The enterprising teenager likes to crochet for relaxation. She’s always thinking of new ideas for hats, including, she said, “a lot of crazy ones.” She takes orders for hats on her Facebook page, Funky Hats by Dorothy, with her farthest-away customer in Japan. She creates custom designs — for instance, crocheting suits for three little dogs that a woman wanted in her wedding.
Besides crocheting, Dorothy’s other love is her sheep. She has been raising sheep since she was 6. A member of Crocker Kids 4-H Club and FFA, she has been showing sheep since she was 7. This year was the fourth time she’s won the breeder’s performance award at the Langlade County Fair.
She explained that her grandmother, the late Dorothy Boothey, after whom she’s named, started her flock when she bought market-sale sheep to keep as pets.
“Kids were crying, thinking their sheep were getting butchered, and she felt sorry for them,” Dorothy said. “She was very generous.”
The can-do teen shears her own sheep, as well as those of five other people, shearing about 45 head a year. She also trims hooves and gives shots. She credits mentors Lloyd and Phyllis Burgener of Ram-Lin Acres near Richland Center with teaching her how to shear sheep, along with the finer points of showing and — her latest acquired skill — spinning wool.

Recorded data
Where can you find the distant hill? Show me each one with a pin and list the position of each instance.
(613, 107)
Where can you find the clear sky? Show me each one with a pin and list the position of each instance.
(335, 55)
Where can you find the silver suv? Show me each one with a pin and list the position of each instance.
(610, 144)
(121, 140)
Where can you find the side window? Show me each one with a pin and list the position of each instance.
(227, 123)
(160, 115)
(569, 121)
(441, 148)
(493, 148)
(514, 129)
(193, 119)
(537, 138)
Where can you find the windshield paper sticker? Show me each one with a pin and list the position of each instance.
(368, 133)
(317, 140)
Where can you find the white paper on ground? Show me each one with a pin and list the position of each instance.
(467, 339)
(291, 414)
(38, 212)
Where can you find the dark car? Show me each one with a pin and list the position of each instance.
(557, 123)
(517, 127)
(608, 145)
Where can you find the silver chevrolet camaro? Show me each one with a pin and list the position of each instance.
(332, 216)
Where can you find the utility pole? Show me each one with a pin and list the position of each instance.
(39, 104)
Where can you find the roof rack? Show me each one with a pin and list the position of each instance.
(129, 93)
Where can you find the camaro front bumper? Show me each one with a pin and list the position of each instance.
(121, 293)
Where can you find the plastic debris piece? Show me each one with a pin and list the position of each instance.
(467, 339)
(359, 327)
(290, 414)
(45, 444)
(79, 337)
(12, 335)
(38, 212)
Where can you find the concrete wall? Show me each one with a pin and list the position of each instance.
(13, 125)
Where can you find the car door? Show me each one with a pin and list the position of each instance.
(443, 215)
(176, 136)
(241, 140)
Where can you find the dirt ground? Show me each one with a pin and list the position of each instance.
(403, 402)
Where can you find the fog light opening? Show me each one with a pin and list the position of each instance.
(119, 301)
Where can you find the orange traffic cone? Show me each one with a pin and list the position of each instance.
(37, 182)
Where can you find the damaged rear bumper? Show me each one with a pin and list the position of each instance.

■ YOUR INSTRUCTIONS:
Translate the sentence "She also trims hooves and gives shots." from the passage about Dorothy's hats and sheep into Spanish.

■ WRITTEN SOLUTION:
También recorta pezuñas y pone inyecciones.